- **What is required**
For this exercise, output every line of the data as it stands.

Stored data
┄┄┄┄┄┄┄┄┄┄┄┄┄┄┄┄┄┄┄┄
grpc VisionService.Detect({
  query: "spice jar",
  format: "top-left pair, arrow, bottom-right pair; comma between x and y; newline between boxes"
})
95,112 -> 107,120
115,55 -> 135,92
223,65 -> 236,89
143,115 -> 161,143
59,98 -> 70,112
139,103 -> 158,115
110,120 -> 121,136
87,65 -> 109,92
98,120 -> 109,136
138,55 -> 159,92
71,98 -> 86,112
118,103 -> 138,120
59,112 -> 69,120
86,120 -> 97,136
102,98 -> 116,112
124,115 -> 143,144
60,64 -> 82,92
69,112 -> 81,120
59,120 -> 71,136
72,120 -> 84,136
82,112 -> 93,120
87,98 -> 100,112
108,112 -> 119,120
┄┄┄┄┄┄┄┄┄┄┄┄┄┄┄┄┄┄┄┄
- **Exercise result**
grpc VisionService.Detect({
  query: "spice jar",
  format: "top-left pair, arrow, bottom-right pair; comma between x and y; newline between boxes"
})
95,112 -> 107,120
115,55 -> 135,92
223,65 -> 236,89
143,115 -> 161,143
59,98 -> 70,112
139,103 -> 158,115
110,120 -> 121,136
87,65 -> 109,92
98,120 -> 109,136
138,55 -> 159,92
71,98 -> 86,112
118,103 -> 138,120
59,112 -> 69,120
86,120 -> 97,136
102,98 -> 116,112
124,115 -> 143,144
60,64 -> 82,92
69,112 -> 81,120
59,120 -> 71,136
72,120 -> 84,136
82,112 -> 93,120
87,98 -> 100,112
108,112 -> 119,120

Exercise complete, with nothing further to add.